**Exercise instructions:** Word for word, please restate the line that contains "Target: squirrel's muzzle" and all lines after it through the end of the material, minus the pictures.

**Dataset records:**
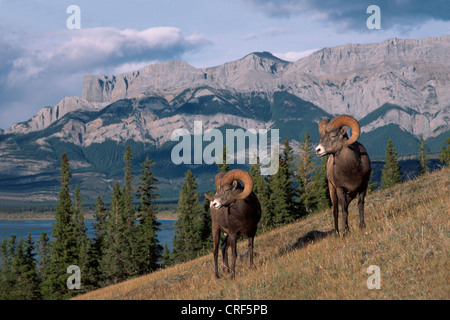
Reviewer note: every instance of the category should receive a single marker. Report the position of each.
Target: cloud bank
(35, 70)
(352, 14)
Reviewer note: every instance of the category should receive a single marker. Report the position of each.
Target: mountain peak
(266, 55)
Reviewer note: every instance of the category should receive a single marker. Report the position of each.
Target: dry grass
(407, 236)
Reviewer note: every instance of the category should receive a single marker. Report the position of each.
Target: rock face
(396, 88)
(356, 79)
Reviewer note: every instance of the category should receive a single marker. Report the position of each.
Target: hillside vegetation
(407, 237)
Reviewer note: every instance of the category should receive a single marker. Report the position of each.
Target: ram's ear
(322, 126)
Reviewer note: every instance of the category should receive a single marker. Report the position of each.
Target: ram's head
(334, 134)
(228, 188)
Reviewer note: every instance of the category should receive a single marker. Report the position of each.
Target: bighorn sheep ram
(235, 211)
(348, 167)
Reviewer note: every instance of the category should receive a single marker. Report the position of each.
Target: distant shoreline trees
(125, 245)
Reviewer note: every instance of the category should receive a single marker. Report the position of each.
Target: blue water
(21, 228)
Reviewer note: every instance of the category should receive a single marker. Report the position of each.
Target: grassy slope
(407, 236)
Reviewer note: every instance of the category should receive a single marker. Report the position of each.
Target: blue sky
(41, 61)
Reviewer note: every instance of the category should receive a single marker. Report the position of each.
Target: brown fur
(234, 218)
(348, 167)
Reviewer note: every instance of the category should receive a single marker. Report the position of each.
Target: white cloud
(294, 55)
(41, 71)
(97, 49)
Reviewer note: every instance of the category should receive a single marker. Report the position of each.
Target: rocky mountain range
(397, 89)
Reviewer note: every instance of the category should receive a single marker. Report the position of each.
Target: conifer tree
(261, 189)
(282, 197)
(205, 225)
(8, 250)
(44, 250)
(390, 174)
(305, 170)
(444, 157)
(320, 198)
(149, 247)
(166, 258)
(112, 262)
(223, 167)
(423, 159)
(81, 236)
(26, 284)
(187, 243)
(128, 221)
(98, 246)
(65, 249)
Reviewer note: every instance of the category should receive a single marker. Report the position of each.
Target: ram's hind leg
(335, 203)
(216, 240)
(361, 197)
(224, 248)
(250, 250)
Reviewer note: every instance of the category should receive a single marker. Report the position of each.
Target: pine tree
(98, 246)
(44, 250)
(83, 244)
(261, 189)
(390, 174)
(65, 249)
(112, 262)
(423, 159)
(305, 170)
(223, 167)
(26, 286)
(282, 197)
(166, 258)
(205, 225)
(149, 247)
(187, 240)
(445, 156)
(128, 222)
(8, 250)
(320, 199)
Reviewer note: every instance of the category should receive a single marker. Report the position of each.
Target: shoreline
(47, 217)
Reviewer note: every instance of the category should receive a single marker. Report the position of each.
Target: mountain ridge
(405, 97)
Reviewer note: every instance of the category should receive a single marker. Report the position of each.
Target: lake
(21, 228)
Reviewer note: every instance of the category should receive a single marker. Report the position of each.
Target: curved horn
(207, 196)
(244, 176)
(322, 126)
(346, 120)
(219, 177)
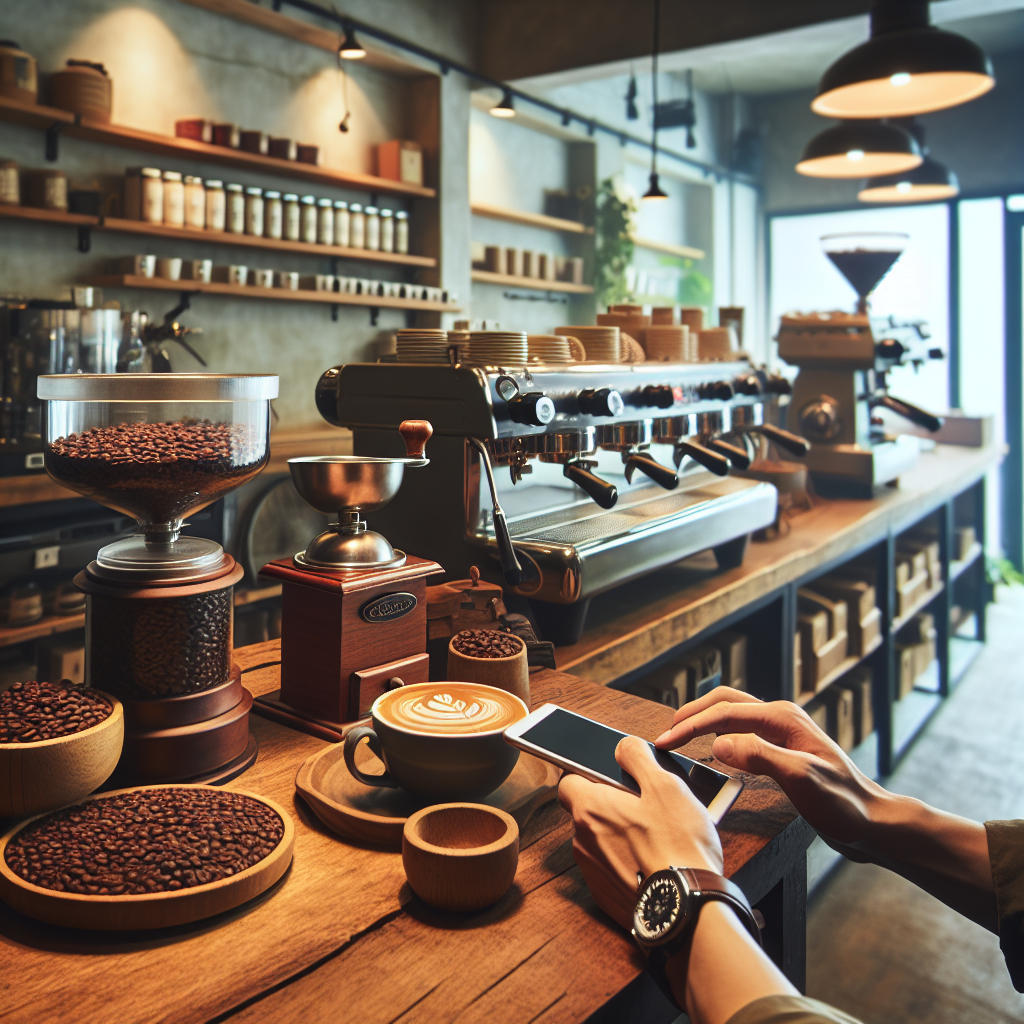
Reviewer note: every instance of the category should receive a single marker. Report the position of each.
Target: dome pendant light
(858, 150)
(654, 190)
(907, 67)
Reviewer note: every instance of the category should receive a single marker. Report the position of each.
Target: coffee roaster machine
(563, 481)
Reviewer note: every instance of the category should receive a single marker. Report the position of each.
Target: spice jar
(325, 222)
(309, 219)
(254, 211)
(373, 229)
(215, 205)
(401, 232)
(341, 223)
(292, 217)
(272, 214)
(236, 220)
(356, 226)
(174, 199)
(195, 202)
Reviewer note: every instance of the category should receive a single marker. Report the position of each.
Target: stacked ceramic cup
(602, 343)
(422, 345)
(494, 348)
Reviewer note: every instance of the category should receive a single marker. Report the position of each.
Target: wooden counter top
(341, 937)
(638, 622)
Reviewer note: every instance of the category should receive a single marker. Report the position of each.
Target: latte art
(450, 708)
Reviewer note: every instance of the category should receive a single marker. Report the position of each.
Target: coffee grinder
(159, 605)
(843, 376)
(354, 609)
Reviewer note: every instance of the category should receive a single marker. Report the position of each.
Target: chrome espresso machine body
(560, 478)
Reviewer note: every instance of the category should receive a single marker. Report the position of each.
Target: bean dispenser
(160, 604)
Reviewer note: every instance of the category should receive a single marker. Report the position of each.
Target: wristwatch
(667, 909)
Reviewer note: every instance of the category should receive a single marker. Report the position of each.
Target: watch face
(658, 907)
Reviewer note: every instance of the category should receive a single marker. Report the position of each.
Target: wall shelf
(509, 281)
(37, 116)
(141, 227)
(282, 294)
(531, 219)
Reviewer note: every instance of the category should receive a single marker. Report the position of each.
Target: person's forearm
(725, 970)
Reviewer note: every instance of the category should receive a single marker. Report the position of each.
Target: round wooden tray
(154, 909)
(378, 816)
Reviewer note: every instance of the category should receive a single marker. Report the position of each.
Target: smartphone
(582, 745)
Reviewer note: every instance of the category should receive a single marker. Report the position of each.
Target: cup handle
(352, 740)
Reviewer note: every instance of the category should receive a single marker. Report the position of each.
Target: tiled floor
(878, 946)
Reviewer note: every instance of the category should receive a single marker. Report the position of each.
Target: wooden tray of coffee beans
(145, 857)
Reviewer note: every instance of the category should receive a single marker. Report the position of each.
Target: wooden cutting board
(377, 816)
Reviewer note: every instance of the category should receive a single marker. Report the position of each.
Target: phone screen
(593, 745)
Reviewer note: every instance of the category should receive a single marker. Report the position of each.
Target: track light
(859, 150)
(505, 109)
(907, 67)
(350, 48)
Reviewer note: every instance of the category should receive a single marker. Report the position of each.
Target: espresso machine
(563, 481)
(844, 359)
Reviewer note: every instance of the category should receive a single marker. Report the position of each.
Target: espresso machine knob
(534, 409)
(658, 395)
(601, 401)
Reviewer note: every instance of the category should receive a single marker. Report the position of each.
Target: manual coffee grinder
(159, 604)
(354, 609)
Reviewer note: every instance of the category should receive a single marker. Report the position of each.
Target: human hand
(779, 739)
(619, 835)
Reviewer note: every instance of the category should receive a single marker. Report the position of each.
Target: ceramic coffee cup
(440, 741)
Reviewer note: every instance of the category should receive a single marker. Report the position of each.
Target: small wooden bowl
(460, 856)
(50, 773)
(108, 913)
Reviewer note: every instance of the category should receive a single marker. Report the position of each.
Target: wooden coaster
(378, 816)
(153, 909)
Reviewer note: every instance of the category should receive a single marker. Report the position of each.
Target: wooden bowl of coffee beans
(57, 743)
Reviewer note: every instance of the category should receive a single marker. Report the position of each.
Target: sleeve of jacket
(1006, 852)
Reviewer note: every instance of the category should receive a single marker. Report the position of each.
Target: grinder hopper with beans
(354, 609)
(160, 604)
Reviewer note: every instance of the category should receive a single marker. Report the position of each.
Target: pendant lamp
(907, 67)
(858, 150)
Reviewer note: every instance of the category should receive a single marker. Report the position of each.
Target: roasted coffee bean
(145, 841)
(486, 643)
(33, 711)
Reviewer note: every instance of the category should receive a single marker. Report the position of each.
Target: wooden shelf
(281, 294)
(44, 627)
(37, 116)
(841, 670)
(489, 278)
(687, 252)
(919, 605)
(530, 219)
(958, 567)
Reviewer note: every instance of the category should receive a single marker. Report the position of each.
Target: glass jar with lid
(254, 211)
(373, 228)
(195, 202)
(236, 208)
(356, 226)
(174, 199)
(215, 205)
(309, 219)
(273, 220)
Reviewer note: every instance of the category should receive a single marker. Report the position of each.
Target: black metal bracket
(52, 134)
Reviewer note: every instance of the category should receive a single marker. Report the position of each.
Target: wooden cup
(509, 674)
(460, 856)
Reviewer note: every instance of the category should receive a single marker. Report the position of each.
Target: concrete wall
(170, 59)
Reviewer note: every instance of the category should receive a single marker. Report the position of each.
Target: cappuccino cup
(440, 741)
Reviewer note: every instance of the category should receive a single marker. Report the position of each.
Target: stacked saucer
(422, 345)
(495, 348)
(602, 343)
(549, 348)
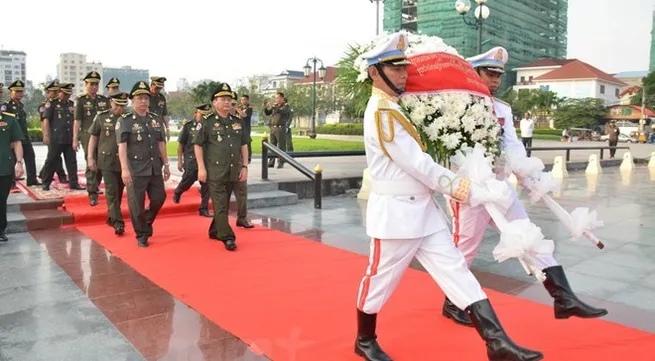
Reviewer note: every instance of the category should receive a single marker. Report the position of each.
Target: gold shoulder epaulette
(501, 101)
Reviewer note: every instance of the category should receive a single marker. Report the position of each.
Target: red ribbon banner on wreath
(435, 72)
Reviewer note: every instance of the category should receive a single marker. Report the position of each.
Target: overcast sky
(226, 40)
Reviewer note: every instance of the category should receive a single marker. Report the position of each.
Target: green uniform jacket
(18, 110)
(60, 120)
(142, 135)
(86, 109)
(104, 127)
(221, 140)
(9, 133)
(186, 137)
(158, 105)
(280, 115)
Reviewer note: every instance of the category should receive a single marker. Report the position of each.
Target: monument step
(32, 220)
(271, 198)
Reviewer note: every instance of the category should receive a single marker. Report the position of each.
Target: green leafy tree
(202, 92)
(649, 85)
(582, 113)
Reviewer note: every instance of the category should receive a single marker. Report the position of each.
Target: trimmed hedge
(341, 129)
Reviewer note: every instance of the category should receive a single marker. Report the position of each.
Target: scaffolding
(528, 29)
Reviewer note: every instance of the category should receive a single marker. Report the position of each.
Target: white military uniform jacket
(510, 141)
(400, 204)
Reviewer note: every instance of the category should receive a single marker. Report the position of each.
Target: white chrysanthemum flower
(452, 140)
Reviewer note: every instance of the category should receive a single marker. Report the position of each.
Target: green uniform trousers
(220, 192)
(93, 179)
(142, 220)
(114, 195)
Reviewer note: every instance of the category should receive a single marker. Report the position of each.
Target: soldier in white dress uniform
(403, 220)
(469, 223)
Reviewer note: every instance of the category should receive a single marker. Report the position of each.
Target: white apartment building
(12, 66)
(570, 78)
(73, 67)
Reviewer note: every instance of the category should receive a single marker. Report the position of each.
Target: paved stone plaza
(64, 297)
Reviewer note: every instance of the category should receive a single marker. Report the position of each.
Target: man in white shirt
(403, 220)
(527, 127)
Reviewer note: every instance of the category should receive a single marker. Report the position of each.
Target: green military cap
(158, 81)
(67, 88)
(223, 90)
(113, 82)
(18, 86)
(139, 88)
(92, 77)
(119, 98)
(52, 86)
(204, 109)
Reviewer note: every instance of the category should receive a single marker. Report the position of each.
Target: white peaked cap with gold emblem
(391, 52)
(493, 60)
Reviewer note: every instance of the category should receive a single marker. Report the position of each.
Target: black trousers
(189, 177)
(613, 143)
(527, 142)
(5, 188)
(50, 166)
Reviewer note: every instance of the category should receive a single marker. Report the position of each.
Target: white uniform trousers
(469, 224)
(389, 258)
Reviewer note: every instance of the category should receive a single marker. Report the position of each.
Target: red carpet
(294, 300)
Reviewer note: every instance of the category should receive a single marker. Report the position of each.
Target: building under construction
(528, 29)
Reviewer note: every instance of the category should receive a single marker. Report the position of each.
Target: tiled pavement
(63, 297)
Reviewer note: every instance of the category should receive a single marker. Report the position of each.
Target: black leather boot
(454, 313)
(499, 346)
(366, 344)
(566, 303)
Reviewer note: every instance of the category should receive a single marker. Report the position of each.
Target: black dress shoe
(499, 346)
(205, 213)
(566, 303)
(454, 313)
(230, 245)
(143, 241)
(244, 224)
(366, 344)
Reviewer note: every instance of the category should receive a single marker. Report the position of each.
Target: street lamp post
(481, 13)
(321, 73)
(377, 15)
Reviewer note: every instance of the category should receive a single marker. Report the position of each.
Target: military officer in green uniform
(58, 134)
(15, 106)
(10, 137)
(86, 108)
(186, 161)
(103, 155)
(52, 89)
(158, 103)
(280, 120)
(113, 86)
(222, 155)
(241, 189)
(142, 151)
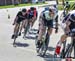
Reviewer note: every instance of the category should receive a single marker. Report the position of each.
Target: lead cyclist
(68, 24)
(45, 20)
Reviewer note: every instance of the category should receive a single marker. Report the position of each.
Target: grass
(20, 5)
(65, 0)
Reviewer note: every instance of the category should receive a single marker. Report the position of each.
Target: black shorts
(49, 23)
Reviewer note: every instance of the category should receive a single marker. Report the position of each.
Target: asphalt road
(25, 50)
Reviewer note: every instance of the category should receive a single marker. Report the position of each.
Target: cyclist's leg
(16, 28)
(33, 20)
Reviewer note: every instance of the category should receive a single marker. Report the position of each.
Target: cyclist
(68, 24)
(32, 15)
(20, 17)
(46, 19)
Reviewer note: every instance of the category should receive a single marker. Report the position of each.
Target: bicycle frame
(66, 52)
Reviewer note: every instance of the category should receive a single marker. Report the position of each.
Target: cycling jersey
(21, 17)
(47, 16)
(70, 17)
(32, 14)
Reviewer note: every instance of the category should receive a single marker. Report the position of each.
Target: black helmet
(24, 10)
(72, 17)
(32, 8)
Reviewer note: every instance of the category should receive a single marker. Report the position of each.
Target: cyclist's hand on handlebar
(56, 30)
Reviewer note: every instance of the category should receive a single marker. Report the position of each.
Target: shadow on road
(50, 57)
(18, 44)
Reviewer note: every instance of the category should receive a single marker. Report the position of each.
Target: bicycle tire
(44, 47)
(26, 30)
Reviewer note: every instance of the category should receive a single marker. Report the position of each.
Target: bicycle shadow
(50, 57)
(51, 48)
(18, 44)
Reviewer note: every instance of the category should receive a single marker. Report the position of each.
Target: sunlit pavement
(25, 50)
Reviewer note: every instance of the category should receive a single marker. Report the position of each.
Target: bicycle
(67, 49)
(44, 45)
(26, 29)
(15, 36)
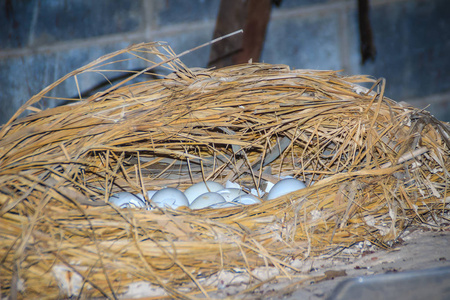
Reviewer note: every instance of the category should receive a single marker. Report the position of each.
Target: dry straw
(372, 166)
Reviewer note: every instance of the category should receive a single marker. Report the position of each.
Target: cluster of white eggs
(204, 194)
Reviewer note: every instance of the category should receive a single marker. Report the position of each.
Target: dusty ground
(420, 249)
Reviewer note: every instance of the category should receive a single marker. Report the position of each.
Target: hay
(373, 168)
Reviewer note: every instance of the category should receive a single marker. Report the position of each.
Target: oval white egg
(170, 197)
(231, 193)
(284, 187)
(206, 200)
(200, 188)
(246, 199)
(149, 195)
(125, 199)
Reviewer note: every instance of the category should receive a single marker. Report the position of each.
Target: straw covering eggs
(125, 199)
(206, 200)
(285, 186)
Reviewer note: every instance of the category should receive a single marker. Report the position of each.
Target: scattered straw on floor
(372, 166)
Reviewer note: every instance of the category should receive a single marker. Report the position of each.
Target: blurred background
(405, 41)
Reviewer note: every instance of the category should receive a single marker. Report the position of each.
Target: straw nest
(372, 167)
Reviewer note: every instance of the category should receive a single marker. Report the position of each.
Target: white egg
(284, 187)
(206, 200)
(197, 189)
(149, 195)
(170, 197)
(246, 199)
(230, 193)
(125, 199)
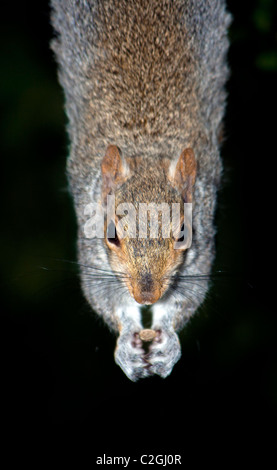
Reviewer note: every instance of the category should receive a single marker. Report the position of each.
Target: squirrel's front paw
(164, 352)
(130, 356)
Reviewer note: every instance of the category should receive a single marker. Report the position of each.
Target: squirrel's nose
(146, 291)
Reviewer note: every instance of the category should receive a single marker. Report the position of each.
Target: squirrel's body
(147, 77)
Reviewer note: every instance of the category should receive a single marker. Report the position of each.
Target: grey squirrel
(145, 98)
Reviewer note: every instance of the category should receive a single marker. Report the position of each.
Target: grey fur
(149, 77)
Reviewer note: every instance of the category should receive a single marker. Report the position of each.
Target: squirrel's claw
(163, 352)
(130, 356)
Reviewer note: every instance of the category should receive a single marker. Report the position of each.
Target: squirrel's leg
(129, 353)
(165, 349)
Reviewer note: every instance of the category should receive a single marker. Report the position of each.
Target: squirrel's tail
(141, 67)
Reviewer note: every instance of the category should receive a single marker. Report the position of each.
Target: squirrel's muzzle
(146, 290)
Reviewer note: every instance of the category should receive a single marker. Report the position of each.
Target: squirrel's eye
(112, 236)
(181, 235)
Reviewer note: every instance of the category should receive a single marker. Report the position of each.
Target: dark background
(59, 379)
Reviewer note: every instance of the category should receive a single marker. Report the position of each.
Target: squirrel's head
(147, 229)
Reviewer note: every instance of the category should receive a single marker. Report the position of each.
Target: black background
(60, 385)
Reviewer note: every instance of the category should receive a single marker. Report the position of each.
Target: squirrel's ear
(114, 170)
(184, 173)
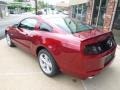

**Answer to the exercise:**
Target: squirrel's muzzle
(146, 290)
Reviewer note: every instance of the category should receive a single marker. Report the position of each.
Target: squirrel's eye
(112, 236)
(181, 235)
Reviewer note: every instance of the category should receive a single marker. Report the position of each.
Target: dark background
(59, 379)
Reviewer note: every instance of the category should receive a single marker. Report the position of each.
Target: squirrel's head
(147, 229)
Reviewer note: every instance of the category should receive a single marker. Report the position of each.
Target: black background
(60, 385)
Reviewer note: every instance of the category should receive a single marker. Report the position of each.
Target: squirrel's ear
(114, 170)
(184, 173)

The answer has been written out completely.